Door 12 provincies fietsen in 1 dag. Casper ging de uitdaging aan

door

In 1 dag alle 12 provincies doorkruisen? Dat klinkt als een pittige uitdaging. En dat is het ook. Een ware aanslag op lichaam en geest. Onze redacteur Casper Kuijpers kan erover meepraten. Samen met een vriend heeft hij deze uitdaging succesvol volbracht. Wij vroegen hem naar z’n bevindingen. In dit artikel lees je zijn verhaal en geeft hij praktische tips. Van de maandenlange voorbereiding tot aan de glorieuze finish. Het woord is aan Casper…

Na mijn eerste rit van 200km besloot ik om een bikefitting te ondergaan. In gesprek met de specialist vertelde ik trots over mijn afstandsrecord dat ik de week ervoor had gevestigd. Niets afdoend aan mijn prestatie vertelde de beste man dat zijn fietsgroepje afgelopen zomer door heel Nederland was gefietst. Niet in een week tijd maar in één dag! Ik had eerlijk gezegd nooit gedacht dat het überhaupt mogelijk was om zo lang achter elkaar door te fietsen. Zijn verhaal inspireerde me. Een perfect afgestelde racefiets rijker, belde ik direct mijn fietsmaatje op. Zo gezegd zo gedaan, deze uitdaging gaan wij aan!

++++++++++

- Opdracht -
Zet de tekst over de fietstocht voort vanaf het punt waar hij ophoudt. De rijen hieronder staan los van de tekst over de fietstocht.

- Ruwe gegevens -
++++++++++

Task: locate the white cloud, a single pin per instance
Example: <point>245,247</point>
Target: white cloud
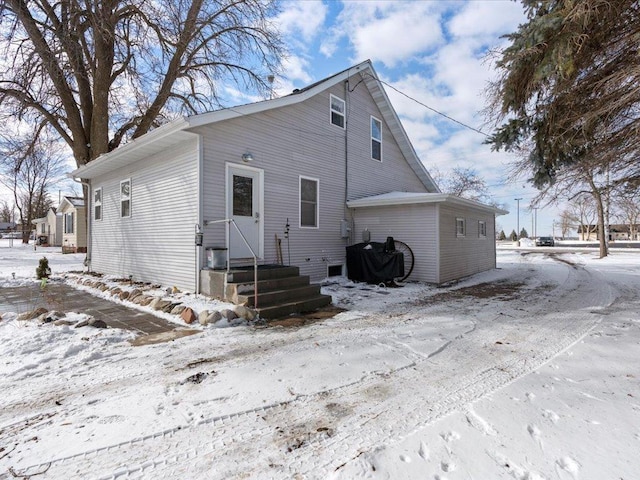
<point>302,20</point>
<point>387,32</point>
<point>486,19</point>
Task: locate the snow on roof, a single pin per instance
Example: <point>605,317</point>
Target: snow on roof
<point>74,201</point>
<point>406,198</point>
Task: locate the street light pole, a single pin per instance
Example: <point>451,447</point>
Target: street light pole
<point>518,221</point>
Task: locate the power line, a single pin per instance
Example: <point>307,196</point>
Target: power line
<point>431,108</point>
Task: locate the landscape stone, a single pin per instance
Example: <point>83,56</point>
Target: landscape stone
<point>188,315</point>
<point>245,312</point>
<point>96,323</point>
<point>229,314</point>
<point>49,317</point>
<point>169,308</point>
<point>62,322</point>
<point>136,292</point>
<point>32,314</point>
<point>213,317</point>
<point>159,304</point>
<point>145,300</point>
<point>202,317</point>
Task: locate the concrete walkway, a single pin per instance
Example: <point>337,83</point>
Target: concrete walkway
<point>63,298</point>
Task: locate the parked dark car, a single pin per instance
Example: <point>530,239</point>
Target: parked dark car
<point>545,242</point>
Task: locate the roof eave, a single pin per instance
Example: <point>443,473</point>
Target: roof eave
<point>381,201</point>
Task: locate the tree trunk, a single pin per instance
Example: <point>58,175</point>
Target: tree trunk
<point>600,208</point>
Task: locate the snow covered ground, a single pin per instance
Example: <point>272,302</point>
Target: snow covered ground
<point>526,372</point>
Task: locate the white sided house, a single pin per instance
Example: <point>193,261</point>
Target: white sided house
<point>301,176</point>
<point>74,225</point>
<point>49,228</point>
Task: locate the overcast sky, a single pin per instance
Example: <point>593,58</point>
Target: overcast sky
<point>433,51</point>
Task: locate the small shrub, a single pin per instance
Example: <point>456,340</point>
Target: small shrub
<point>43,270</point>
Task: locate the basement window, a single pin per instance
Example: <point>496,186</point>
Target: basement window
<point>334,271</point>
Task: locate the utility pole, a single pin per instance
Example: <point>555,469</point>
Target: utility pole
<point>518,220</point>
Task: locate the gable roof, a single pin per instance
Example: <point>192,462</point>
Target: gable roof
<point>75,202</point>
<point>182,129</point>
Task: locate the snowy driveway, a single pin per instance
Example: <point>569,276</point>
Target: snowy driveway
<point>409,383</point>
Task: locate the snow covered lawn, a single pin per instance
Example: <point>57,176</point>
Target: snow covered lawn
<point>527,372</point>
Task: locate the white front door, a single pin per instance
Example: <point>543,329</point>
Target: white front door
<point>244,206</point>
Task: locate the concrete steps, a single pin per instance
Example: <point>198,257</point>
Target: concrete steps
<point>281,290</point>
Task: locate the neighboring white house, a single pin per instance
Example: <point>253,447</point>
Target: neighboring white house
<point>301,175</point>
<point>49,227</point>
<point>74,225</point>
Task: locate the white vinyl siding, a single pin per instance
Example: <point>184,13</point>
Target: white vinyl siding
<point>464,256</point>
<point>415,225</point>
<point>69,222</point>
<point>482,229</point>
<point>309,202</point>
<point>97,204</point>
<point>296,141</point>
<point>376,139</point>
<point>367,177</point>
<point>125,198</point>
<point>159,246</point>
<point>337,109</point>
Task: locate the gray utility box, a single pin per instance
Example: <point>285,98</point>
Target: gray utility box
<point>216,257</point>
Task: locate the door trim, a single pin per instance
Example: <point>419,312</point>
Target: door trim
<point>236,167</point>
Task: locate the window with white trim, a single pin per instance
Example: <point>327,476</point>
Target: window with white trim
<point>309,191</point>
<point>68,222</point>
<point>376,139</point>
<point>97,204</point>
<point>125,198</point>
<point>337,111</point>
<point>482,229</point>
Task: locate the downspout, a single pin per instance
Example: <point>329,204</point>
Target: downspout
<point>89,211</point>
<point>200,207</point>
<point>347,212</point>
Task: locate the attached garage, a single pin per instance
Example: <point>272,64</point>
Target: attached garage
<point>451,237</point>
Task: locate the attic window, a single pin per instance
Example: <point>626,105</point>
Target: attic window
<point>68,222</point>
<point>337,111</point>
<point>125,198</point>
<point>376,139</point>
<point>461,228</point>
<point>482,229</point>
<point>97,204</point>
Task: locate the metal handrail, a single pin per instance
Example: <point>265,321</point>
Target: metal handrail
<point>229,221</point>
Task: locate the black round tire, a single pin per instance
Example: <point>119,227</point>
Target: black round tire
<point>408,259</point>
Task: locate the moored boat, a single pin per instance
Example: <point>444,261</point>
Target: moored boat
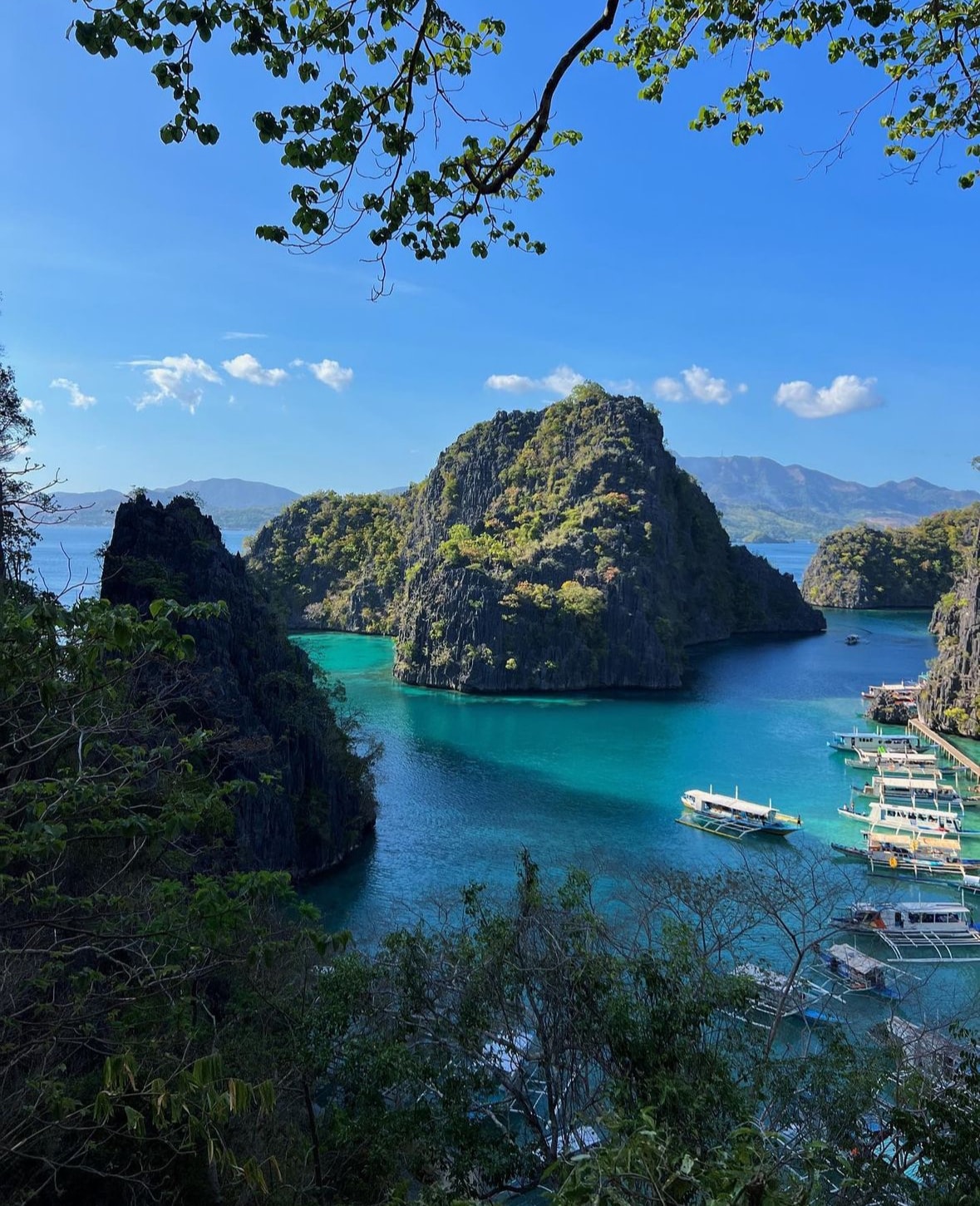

++++++++++

- Uitwerking -
Het plannen van de epische wielertocht

Als nog vrij onervaren wielrenners hebben we onder het genot van een biertje een grove schets gemaakt. Wat hebben we allemaal nodig? Een route, een fiets, eten en drinken, bandjes, inbussleuteltjes, fietskleding, fietstassen, en niet geheel onbelangrijk; een dijk van een conditie. De ‘plan de campagne‘ stond in de stijgers.

Een goede voorbereiding is het halve werk

Wat volgde waren vele fietstochten. Na het lezen van artikelen, bekijken van YouTube video’s en een dosis gezond verstand, kregen we steeds meer inzicht in de juiste manier van trainen. Wat nou echt essentieel gereedschap is om mee te nemen en wat te eten tijdens (extreem) lange tochten. In een notendop betekende dit enerzijds duurtraining (ritten van ongeveer 4 uur) en anderzijds ons basistempo opschroeven door middel van intervaltraining.

‘If you crave it, eat it’

Een leuke ontdekkingsreis, want waar ik voorheen vooral hard wilde fietsen en alleen suiker wist weg te werken, merkte ik bij duurtraining al gauw dat ik geen zin had in mijn energiereep, maar ontzettend veel trek had in een vette hap. Een van de lessen die ik van extreme duursporters heb onthouden; ‘if you crave it, eat it’. Je lichaam geeft aan wat het nodig heeft, dus in plaats van de snoepreep of koffie met gebak; een lekkere vette vis of een mandje bruin fruit bij terugkomst.

Na 2 maanden voorbereiding was het dan eindelijk zover. We hadden de weersverwachting goed bekeken en vooral ook een inschatting gemaakt van de te verwachten wind. Zo hebben we bepaald of we het rondje linksom of rechtsom gingen fietsen. Daarnaast hadden we besloten om in de middag te vertrekken om zo ‘fit’ mogelijk de nacht door te fietsen. Of dit een verstandig idee was weet ik nog steeds niet, maar er was in ieder geval een plan.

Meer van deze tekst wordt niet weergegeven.